Present every line of the listing below as a numbered list, omitting the blank lines.
Start Extracted information
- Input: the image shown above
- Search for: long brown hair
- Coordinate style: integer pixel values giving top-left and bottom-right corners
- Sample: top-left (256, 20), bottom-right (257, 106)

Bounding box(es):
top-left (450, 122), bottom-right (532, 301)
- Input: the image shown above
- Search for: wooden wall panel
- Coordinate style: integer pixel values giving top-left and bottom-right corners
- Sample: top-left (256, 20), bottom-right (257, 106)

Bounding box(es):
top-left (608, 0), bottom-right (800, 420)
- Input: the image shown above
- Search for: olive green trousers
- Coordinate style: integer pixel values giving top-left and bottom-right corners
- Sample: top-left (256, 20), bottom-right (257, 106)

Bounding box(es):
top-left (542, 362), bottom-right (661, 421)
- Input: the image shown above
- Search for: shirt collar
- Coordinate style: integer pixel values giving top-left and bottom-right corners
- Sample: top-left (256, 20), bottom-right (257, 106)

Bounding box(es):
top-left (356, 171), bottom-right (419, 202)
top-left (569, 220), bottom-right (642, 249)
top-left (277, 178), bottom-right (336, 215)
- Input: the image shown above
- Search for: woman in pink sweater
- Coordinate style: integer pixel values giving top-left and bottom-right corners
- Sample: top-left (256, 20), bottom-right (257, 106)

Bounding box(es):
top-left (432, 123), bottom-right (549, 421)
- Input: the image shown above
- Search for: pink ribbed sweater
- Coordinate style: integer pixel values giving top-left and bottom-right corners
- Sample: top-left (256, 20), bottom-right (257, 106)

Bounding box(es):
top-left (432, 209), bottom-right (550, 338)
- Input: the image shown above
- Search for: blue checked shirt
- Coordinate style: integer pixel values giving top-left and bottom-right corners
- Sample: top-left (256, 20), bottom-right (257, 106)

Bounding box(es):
End Extracted information
Worked answer:
1. - Input: the image shown above
2. - Search for: long brown hair
3. - Coordinate style: integer pixel values giving top-left and bottom-right corners
4. - Sample: top-left (256, 20), bottom-right (257, 106)
5. Bounding box(es):
6. top-left (450, 122), bottom-right (532, 301)
7. - Input: the image shown above
8. - Search for: wooden wall panel
9. - Coordinate style: integer pixel values giving top-left and bottom-right corners
10. - Sample: top-left (256, 20), bottom-right (257, 106)
11. Bounding box(es):
12. top-left (608, 0), bottom-right (800, 420)
13. - Input: the image shown above
14. - Search for: olive green trousers
15. - Coordinate style: integer pixel values giving top-left and bottom-right corners
16. - Sample: top-left (256, 20), bottom-right (257, 106)
17. Bounding box(es):
18. top-left (542, 362), bottom-right (661, 421)
19. - Input: the image shown above
20. - Search for: shirt collar
21. - Coordinate style: integer pixel values giving top-left and bottom-right corners
22. - Sample: top-left (256, 20), bottom-right (257, 106)
23. Bounding box(es):
24. top-left (356, 171), bottom-right (419, 202)
25. top-left (569, 220), bottom-right (642, 249)
26. top-left (277, 178), bottom-right (336, 215)
27. - Input: the image shown above
28. - Search for: woman in pink sweater
29. - Coordinate style: integer pixel values giving top-left and bottom-right corners
30. - Sample: top-left (256, 20), bottom-right (257, 106)
31. Bounding box(es):
32. top-left (432, 123), bottom-right (549, 421)
33. - Input: the image shown above
34. - Search for: pink ribbed sweater
35. - Coordinate style: integer pixel values giving top-left and bottom-right corners
36. - Sample: top-left (256, 20), bottom-right (257, 106)
37. Bounding box(es):
38. top-left (432, 209), bottom-right (550, 338)
39. - Input: the image shown above
40. - Search for: blue checked shirt
41. - Coordinate style: integer pixel values giving top-left and bottom-right corners
42. - Sample: top-left (256, 20), bottom-right (257, 106)
43. Bounding box(es):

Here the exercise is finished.